● **YOUR OBJECTIVE**: Reproduce the lines below exactly, starting at the one containing "of the distant" and stopping at the final line.

● **PROVIDED RECORDS**:
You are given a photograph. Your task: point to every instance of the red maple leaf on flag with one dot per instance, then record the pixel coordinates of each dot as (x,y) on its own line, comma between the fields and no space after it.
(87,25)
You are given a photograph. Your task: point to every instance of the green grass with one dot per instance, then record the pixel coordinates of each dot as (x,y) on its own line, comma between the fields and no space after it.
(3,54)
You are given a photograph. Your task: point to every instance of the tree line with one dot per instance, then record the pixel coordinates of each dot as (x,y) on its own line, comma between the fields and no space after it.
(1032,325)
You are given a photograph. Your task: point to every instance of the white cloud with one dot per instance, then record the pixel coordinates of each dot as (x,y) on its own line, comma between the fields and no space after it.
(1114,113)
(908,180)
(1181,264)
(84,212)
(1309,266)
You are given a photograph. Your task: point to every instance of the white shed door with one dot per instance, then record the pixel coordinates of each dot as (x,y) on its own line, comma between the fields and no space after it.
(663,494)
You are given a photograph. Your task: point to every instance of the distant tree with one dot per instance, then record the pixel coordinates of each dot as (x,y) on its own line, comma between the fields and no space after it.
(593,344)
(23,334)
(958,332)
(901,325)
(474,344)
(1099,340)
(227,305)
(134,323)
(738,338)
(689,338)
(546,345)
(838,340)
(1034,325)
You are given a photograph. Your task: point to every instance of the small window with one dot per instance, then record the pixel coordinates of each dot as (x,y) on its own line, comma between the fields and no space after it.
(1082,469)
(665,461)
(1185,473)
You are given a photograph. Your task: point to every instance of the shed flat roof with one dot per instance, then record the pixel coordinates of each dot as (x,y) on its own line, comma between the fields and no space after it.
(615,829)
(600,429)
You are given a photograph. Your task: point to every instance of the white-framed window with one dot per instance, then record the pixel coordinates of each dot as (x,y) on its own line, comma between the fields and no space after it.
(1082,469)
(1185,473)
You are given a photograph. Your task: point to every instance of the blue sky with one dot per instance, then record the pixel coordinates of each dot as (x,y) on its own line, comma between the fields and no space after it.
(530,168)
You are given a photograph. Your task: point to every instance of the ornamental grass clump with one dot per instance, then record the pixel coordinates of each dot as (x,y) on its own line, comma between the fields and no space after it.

● **WRITTEN ANSWER**:
You are given a photograph. Your task: point to every instance of the distant tree with one dot per instance, then record the pixel coordinates of each dot as (x,y) on its own line, comma between the fields and no space after it.
(593,344)
(23,334)
(958,332)
(901,325)
(474,344)
(1099,340)
(227,305)
(134,323)
(738,338)
(689,338)
(546,345)
(838,340)
(1034,325)
You are given a photograph. Your task: point to every instance of the small window with one dot per instance, then record the pixel coordinates of each dot as (x,y) on its own line, comma between the fields and no space after it.
(1082,469)
(665,461)
(1185,473)
You are given a photograph. Your task: point to every instance of the shed flat roof with one dot per instance, then record the pixel coordinates of each dot as (x,y) on its own line, comma between the fields and no space after it.
(615,829)
(600,429)
You are given a photograph. Your task: point to every instance of the white-framed window with one dot per instance, then record the pixel coordinates of each dot as (x,y) on its own line, comma between the fields and no space after it.
(1082,469)
(1185,473)
You are given a photograph. Your task: point to every instance of the blue sky with one dot per instance, then record the pixel coordinates of each dot as (x,y) on its own line, comma between the fields and no space after it.
(530,168)
You are given a photograph. Your task: point to every instance of the ornamental grass clump with one dot per instance, then record the pixel coordinates of each dot as (x,y) on its own line, comma between the fields and no space after it.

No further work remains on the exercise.